WHAT YOU NEED TO DO:
All entries should be output exactly as they stand.

EXERCISE DATA:
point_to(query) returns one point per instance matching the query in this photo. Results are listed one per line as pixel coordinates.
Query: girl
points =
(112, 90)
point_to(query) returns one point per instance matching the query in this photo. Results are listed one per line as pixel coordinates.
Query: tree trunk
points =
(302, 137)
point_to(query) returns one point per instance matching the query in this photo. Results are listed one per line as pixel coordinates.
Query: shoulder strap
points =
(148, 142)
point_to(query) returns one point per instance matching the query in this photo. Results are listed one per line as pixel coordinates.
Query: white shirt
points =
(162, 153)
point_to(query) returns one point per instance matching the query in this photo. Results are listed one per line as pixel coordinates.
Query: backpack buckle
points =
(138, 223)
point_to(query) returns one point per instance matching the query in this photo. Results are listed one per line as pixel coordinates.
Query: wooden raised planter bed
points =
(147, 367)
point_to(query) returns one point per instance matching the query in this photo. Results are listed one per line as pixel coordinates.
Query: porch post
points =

EXERCISE RESULT:
point_to(query) returns one point per instance matching the query in this photo. Results are listed one per line as pixel coordinates.
Query: girl
points =
(112, 90)
point_to(query) returns one point per instance matching the query in this photo. Results are listed one per line as pixel coordinates.
Query: tree trunk
points =
(302, 137)
point_to(query) returns one point per instance matching the query in this photo. Results are listed one per line as pixel coordinates.
Query: shoulder strap
points =
(148, 142)
point_to(query) returns one point per instance matching the query in this photo. Results are listed one per line as pixel coordinates.
Query: white shirt
points =
(162, 153)
point_to(query) returns one point per instance matching the query in this photo. Results are listed one per line as pixel coordinates.
Query: backpack buckle
points =
(138, 223)
point_to(query) returns one point per instance matching the query in this photo. Results are listed one per line as pixel coordinates.
Query: wooden raised planter bed
points =
(147, 367)
point_to(query) returns one point per instance matching the query in this photo. Results are listed one per line as pixel coordinates.
Query: porch post
points =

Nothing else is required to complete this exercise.